- [Records excerpted from a collection]:

>> start

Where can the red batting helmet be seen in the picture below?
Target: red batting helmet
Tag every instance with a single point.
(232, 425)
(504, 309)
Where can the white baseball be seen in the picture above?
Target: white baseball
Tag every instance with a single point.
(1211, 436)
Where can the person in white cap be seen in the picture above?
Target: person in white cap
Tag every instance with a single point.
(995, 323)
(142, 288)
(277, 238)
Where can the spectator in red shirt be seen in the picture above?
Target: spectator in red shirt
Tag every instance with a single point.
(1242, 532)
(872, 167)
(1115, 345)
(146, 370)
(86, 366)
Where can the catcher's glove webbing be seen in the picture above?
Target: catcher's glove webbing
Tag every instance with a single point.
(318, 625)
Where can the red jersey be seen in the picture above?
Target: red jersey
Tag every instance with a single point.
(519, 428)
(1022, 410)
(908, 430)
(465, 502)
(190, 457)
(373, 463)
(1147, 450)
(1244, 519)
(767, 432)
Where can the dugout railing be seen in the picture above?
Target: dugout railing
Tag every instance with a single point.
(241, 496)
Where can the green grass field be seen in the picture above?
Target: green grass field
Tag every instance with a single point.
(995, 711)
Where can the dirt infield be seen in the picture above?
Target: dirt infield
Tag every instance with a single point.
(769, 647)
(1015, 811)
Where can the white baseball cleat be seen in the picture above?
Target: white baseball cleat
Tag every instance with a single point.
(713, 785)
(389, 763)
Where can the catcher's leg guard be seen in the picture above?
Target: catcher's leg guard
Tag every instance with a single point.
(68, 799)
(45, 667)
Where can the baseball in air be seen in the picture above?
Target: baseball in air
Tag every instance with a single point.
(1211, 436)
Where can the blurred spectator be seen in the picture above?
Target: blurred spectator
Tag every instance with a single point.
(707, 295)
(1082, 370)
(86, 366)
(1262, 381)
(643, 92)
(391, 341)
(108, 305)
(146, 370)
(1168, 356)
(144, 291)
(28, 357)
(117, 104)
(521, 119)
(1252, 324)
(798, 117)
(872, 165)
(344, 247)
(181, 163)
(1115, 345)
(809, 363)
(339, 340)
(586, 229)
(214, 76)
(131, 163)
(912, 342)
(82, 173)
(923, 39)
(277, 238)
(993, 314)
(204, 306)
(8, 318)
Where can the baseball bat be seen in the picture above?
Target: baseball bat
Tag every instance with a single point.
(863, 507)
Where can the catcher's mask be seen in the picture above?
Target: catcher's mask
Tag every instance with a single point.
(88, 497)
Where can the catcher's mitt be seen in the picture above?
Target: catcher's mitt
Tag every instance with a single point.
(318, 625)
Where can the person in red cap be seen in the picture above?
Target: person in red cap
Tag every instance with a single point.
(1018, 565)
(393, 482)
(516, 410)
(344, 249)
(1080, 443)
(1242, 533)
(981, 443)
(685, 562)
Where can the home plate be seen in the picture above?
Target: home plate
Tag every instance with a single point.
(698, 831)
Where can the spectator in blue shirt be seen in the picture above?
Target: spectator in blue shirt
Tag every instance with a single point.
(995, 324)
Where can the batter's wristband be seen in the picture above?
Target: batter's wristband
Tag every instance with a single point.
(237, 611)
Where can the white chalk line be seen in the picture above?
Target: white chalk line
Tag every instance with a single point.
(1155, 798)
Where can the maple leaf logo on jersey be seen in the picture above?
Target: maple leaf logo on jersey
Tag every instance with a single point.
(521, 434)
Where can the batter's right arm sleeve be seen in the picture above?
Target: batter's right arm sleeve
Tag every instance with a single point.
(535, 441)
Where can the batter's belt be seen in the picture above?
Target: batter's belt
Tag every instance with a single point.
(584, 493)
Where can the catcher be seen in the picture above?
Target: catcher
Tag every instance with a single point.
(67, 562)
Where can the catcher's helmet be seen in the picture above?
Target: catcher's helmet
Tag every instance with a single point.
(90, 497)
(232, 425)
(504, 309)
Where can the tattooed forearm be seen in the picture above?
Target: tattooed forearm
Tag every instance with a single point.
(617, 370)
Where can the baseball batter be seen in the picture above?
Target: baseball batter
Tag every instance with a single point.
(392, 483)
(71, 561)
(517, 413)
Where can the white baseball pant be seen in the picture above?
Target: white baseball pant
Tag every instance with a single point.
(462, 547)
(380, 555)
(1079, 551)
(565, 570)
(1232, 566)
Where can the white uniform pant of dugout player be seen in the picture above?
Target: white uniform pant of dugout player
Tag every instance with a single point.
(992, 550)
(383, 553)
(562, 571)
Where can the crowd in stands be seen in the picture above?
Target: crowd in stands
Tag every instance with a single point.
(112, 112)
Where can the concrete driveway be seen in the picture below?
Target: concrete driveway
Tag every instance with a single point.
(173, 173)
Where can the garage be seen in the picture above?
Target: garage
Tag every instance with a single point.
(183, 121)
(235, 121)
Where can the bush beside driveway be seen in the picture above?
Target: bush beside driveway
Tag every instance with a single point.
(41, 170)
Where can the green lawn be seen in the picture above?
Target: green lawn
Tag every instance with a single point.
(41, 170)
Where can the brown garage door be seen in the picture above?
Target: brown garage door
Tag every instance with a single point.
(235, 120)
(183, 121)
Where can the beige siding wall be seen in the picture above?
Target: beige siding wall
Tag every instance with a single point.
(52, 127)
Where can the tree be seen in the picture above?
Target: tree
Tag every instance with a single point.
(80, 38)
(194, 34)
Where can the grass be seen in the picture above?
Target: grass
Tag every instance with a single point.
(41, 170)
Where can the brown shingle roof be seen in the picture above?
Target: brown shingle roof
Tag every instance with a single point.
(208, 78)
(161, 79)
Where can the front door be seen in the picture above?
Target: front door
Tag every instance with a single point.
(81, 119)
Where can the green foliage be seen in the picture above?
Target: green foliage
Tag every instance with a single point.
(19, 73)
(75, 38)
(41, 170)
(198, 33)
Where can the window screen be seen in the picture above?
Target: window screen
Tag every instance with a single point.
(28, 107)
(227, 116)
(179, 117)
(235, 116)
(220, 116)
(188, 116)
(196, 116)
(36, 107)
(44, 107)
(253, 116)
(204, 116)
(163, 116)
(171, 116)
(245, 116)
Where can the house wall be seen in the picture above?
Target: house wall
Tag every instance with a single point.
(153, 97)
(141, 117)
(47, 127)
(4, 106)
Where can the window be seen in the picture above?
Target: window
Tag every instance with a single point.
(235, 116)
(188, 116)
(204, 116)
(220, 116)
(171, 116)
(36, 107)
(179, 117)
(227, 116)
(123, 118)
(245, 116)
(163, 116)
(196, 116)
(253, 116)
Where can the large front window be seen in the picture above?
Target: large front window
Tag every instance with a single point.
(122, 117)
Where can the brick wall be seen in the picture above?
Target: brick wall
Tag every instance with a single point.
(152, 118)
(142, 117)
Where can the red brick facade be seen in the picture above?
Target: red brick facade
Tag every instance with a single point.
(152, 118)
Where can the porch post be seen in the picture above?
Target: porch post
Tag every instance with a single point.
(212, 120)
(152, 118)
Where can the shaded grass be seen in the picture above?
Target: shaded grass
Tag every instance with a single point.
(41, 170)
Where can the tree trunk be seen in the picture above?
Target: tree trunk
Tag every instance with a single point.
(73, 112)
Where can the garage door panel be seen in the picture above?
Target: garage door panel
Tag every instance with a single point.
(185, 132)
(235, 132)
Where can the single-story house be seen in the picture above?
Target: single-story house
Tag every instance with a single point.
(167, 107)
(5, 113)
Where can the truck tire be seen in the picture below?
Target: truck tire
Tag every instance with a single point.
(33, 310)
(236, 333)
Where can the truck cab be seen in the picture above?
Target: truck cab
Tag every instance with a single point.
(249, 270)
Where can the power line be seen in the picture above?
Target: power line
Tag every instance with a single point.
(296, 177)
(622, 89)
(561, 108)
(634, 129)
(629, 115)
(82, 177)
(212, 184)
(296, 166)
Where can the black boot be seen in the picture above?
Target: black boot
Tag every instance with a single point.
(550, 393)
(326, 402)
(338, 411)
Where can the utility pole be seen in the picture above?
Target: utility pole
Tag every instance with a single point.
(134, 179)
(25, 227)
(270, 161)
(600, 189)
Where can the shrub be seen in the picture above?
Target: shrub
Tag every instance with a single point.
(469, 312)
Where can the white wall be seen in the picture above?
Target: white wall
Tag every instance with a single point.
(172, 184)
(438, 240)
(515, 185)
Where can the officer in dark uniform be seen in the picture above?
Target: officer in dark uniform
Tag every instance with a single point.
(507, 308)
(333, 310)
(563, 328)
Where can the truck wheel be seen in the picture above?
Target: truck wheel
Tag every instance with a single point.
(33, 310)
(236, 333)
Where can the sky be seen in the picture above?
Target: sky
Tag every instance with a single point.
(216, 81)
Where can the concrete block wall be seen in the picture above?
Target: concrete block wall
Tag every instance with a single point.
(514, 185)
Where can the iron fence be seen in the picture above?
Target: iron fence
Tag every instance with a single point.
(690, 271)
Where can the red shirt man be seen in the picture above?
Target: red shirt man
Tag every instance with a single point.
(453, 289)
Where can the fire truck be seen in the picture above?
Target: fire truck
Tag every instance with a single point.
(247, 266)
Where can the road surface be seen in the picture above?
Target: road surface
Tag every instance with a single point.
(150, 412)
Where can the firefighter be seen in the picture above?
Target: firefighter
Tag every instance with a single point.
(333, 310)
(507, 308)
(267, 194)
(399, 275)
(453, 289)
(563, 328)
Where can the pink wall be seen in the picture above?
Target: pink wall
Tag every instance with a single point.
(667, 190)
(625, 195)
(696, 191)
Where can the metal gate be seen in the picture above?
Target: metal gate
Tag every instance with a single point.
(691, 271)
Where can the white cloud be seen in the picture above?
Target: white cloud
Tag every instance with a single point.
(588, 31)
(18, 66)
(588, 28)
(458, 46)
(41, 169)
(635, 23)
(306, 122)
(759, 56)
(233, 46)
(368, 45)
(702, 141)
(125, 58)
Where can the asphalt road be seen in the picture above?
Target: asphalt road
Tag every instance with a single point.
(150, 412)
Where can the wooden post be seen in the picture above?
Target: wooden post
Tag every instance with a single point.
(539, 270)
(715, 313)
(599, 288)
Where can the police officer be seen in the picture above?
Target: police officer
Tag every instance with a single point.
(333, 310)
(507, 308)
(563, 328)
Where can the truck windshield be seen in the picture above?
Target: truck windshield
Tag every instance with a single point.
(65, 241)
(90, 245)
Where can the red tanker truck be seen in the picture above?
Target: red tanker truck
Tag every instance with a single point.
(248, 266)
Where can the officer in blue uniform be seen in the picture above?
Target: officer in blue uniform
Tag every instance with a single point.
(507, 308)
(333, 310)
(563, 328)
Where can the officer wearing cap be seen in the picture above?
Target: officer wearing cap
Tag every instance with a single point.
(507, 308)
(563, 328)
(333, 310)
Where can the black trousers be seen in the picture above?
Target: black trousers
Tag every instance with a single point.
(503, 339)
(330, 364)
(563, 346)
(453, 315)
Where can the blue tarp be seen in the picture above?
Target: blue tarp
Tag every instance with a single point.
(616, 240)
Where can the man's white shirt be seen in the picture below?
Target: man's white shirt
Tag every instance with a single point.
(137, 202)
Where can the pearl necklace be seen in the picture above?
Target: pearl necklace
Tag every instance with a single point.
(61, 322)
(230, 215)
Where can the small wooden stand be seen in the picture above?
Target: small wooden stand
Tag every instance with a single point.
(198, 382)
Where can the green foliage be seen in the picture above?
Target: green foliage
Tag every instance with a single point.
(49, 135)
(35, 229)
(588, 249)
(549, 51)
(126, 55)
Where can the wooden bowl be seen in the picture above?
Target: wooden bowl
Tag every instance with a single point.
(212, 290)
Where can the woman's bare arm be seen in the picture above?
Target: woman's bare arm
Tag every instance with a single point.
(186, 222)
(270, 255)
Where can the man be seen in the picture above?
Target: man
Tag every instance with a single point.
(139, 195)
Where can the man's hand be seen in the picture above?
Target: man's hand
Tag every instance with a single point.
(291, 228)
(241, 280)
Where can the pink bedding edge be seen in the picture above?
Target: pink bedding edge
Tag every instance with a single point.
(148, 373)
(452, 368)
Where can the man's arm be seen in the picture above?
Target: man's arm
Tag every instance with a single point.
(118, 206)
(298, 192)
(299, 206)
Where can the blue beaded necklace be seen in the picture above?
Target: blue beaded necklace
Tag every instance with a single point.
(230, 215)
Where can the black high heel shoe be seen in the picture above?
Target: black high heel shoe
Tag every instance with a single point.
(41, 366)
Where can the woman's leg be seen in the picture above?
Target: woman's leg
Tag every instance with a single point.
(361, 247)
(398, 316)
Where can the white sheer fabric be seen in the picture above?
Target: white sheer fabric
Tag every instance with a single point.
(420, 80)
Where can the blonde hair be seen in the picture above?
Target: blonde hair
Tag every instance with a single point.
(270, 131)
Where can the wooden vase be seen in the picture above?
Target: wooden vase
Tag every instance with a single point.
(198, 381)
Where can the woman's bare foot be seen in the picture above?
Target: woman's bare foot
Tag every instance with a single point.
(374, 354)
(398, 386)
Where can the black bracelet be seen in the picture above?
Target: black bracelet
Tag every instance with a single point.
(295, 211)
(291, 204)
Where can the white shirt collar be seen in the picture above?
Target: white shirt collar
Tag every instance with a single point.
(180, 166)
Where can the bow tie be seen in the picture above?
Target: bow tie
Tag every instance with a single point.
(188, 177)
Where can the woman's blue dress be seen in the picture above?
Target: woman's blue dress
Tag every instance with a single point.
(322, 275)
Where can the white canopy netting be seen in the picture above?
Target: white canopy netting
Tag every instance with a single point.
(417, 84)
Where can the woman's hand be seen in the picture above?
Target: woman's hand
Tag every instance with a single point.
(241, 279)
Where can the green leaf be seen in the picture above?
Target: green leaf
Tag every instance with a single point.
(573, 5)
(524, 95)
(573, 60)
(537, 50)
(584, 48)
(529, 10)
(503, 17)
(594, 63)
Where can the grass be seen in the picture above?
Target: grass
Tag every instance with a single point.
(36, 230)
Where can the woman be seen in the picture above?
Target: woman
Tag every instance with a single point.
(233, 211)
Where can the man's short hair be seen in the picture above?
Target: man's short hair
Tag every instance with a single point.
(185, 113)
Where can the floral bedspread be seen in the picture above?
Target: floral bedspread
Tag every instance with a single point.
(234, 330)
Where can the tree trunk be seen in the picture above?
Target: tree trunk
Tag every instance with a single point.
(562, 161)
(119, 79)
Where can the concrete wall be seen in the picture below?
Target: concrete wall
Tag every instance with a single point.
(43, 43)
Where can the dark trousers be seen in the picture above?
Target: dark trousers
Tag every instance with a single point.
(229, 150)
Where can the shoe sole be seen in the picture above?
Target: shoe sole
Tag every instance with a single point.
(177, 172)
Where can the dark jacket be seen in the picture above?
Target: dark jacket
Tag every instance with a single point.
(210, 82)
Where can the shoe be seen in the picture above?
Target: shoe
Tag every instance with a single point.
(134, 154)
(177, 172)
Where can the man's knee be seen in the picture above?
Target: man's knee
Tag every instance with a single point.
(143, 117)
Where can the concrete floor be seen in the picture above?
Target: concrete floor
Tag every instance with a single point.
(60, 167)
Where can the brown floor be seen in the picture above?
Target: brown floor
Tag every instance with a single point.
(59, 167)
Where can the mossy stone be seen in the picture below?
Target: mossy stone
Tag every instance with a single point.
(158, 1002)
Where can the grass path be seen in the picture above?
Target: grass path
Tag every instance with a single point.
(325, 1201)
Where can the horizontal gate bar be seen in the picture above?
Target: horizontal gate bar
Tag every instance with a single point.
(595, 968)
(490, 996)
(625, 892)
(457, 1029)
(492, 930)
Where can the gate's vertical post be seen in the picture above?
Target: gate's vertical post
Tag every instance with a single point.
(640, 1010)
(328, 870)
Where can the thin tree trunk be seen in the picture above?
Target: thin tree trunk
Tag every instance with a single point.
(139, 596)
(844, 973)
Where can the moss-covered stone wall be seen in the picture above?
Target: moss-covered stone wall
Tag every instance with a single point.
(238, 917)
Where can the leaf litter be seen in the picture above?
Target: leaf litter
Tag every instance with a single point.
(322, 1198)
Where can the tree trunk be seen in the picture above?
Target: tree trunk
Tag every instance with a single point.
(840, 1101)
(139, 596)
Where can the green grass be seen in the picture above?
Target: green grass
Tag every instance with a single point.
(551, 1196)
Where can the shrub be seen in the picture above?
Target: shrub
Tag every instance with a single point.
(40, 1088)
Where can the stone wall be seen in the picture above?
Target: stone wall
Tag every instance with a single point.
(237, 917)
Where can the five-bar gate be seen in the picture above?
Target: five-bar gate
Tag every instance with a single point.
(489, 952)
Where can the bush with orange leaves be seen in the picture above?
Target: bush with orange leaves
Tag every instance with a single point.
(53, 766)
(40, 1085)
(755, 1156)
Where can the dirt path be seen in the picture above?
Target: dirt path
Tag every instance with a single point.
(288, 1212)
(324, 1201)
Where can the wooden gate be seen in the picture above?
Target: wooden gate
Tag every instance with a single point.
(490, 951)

>> end

- [To do]: Your task is to reproduce, exactly and exclusively, the lines from the one holding "Where can the gate's" through the final line of the listing.

- [Response below]:
Where can the gate's vertical post be seen in the picture above?
Target: gate's vertical post
Tag every instance with a single point.
(640, 1010)
(328, 870)
Where can the thin tree trunk be seen in the picture above?
Target: thin tree trunk
Tag every instance with a single point.
(139, 596)
(844, 973)
Where can the moss-covered stone wall be seen in the picture above?
Target: moss-covered stone wall
Tag every instance with a single point.
(238, 917)
Where can the leaf litter be seen in the picture above?
Target: leaf litter
Tag every instance with a single point.
(322, 1198)
Where can the tree trunk be seen in the picture above?
Target: tree trunk
Tag every instance with a single point.
(840, 1101)
(139, 596)
Where can the green grass be seen in the picture above?
Target: green grass
Tag every instance with a single point.
(551, 1196)
Where can the shrub be seen in the picture above?
Target: shrub
Tag every instance with a single point.
(40, 1088)
Where can the stone wall be seen in the picture above?
Target: stone wall
Tag every instance with a single point.
(237, 917)
Where can the five-bar gate be seen in the picture above?
Target: five-bar gate
Tag every instance with a single point.
(489, 952)
Where can the bush with orange leaves be seen in the picture above?
Target: bush with orange leaves
Tag every instance with a single point.
(53, 766)
(40, 1085)
(755, 1156)
Where can the dirt path be seen in the picture above?
Target: dirt path
Tag every instance with a single point.
(288, 1212)
(324, 1201)
Where can the wooden gate be seen in the picture above?
Target: wooden gate
Tag every instance with a single point.
(490, 951)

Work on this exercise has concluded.